RECORDS FOR THE TASK:
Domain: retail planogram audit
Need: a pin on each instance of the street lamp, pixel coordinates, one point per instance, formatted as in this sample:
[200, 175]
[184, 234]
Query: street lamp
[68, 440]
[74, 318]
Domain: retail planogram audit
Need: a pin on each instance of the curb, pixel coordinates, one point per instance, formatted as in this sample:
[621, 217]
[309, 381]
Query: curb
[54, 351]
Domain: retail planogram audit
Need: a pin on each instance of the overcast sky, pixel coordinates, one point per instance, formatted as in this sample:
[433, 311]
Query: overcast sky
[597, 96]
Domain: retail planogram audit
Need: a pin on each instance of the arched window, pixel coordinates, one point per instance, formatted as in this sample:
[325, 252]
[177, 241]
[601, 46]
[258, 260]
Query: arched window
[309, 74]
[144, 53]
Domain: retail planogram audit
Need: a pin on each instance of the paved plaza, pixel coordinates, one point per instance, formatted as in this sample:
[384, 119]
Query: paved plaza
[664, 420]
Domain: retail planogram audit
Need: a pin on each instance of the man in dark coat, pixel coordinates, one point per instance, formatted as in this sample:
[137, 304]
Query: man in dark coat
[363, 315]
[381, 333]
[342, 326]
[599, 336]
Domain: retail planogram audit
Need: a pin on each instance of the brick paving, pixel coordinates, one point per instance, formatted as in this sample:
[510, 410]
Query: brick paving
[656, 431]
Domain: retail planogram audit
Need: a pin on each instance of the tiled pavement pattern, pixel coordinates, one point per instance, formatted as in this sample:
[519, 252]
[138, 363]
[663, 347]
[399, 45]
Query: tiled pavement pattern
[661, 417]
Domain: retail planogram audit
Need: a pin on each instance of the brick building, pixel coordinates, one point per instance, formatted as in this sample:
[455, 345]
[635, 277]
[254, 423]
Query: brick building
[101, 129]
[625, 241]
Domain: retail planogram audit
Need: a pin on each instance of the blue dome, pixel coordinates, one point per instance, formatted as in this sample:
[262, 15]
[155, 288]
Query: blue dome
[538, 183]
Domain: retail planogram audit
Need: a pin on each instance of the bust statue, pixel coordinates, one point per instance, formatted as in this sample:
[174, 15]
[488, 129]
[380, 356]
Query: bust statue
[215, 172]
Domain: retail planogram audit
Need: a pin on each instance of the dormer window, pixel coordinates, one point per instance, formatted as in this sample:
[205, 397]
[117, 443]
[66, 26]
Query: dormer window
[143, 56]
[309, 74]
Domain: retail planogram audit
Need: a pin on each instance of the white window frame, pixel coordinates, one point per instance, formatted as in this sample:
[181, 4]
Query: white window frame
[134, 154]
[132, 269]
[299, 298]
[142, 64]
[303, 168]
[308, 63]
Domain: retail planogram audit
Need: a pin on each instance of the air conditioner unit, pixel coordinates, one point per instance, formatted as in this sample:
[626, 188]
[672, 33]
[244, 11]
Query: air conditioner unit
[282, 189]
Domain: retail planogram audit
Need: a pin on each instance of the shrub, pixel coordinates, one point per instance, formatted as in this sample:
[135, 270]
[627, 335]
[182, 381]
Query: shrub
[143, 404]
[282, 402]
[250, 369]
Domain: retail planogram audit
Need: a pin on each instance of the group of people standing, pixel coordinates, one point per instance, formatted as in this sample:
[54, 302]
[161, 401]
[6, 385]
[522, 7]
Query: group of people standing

EXERCISE GOAL: Write the listing out again, exactly as shown above.

SOLVED EXERCISE:
Domain: retail planogram audit
Need: a pin on each instance of the street lamp, pixel coordinates, one point per instance, formatted as in this sample:
[200, 175]
[184, 234]
Query: street lamp
[68, 440]
[74, 318]
Domain: retail planogram audit
Need: a pin on each instance of the curb, pixel coordinates, one point per instance, formatted as in this sample:
[621, 217]
[309, 381]
Query: curb
[54, 351]
Domain: retail planogram audit
Need: a pin on each instance of the overcast sky, pixel coordinates, one point per instance, formatted as in this sample:
[433, 311]
Query: overcast sky
[597, 96]
Domain: retail planogram audit
Need: a pin on each instance of the arched window, pixel coordinates, one point per instance, formatted as in this sample:
[325, 252]
[177, 241]
[601, 46]
[258, 260]
Query: arched window
[309, 74]
[144, 53]
Domain: retail planogram audit
Need: a pin on each instance of the paved plaza, pixel coordinates, one point per instance, formatted as in this sample:
[384, 119]
Query: paved plaza
[664, 420]
Domain: retail planogram audit
Need: a pin on each instance of the man in dark coat, pixel coordinates, one point per instance, formatted as in this sample:
[137, 304]
Query: man in dark coat
[363, 315]
[381, 333]
[342, 326]
[599, 336]
Domain: retail planogram audit
Need: a pin on each instance of the brick paving, pixel coordinates, one point per instance, formatted as in this sample:
[510, 410]
Query: brick paving
[656, 431]
Domain: retail planogram audit
Need: a pin on each instance of the tiled pavement pattern, pixel coordinates, one point per instance, formatted as in this sample:
[519, 252]
[138, 363]
[663, 347]
[399, 45]
Query: tiled pavement pattern
[661, 417]
Domain: retail planogram audit
Need: a pin on each instance of the brick building, pixel coordinates, one point per instance, formatted as in this sample:
[455, 345]
[635, 277]
[254, 423]
Query: brick building
[101, 129]
[625, 241]
Domain: retail planogram audit
Need: a pin on each instance of the blue dome, pixel coordinates, one point per instance, formatted as in this sample:
[262, 15]
[155, 288]
Query: blue dome
[538, 183]
Domain: retail planogram audit
Need: a pin on each instance of the bust statue, pixel coordinates, one point per instance, formatted as in this sample:
[174, 15]
[488, 129]
[380, 356]
Query: bust statue
[215, 172]
Domain: retail planogram audit
Need: a pin on each instance of the dormer window, pixel coordinates, one point per instance, formatted as in this sample:
[205, 397]
[117, 443]
[66, 26]
Query: dormer window
[143, 56]
[309, 74]
Domain: retail planogram audit
Need: a pin on each instance of the white window frame, pixel coordinates, one point per instance, formatted as in this sample:
[181, 4]
Query: white window frame
[134, 154]
[132, 269]
[299, 298]
[142, 64]
[303, 168]
[308, 63]
Domain: retail planogram audit
Need: a pin on each instance of the air conditioner unit, pixel coordinates, one point per instance, formatted as in this sample:
[626, 188]
[672, 33]
[244, 11]
Query: air conditioner unit
[282, 189]
Domain: retail planogram audit
Need: a pin on each instance of the shrub, pixel coordinates, one point per instance, formatted as in this sample:
[135, 270]
[627, 335]
[182, 381]
Query: shrub
[143, 404]
[282, 402]
[250, 369]
Domain: retail planogram audit
Need: a pin on each instance of the group of people standing, pixel coordinates, one point per instance, formatted as in this sample:
[54, 302]
[161, 401]
[6, 385]
[522, 7]
Query: group of people standing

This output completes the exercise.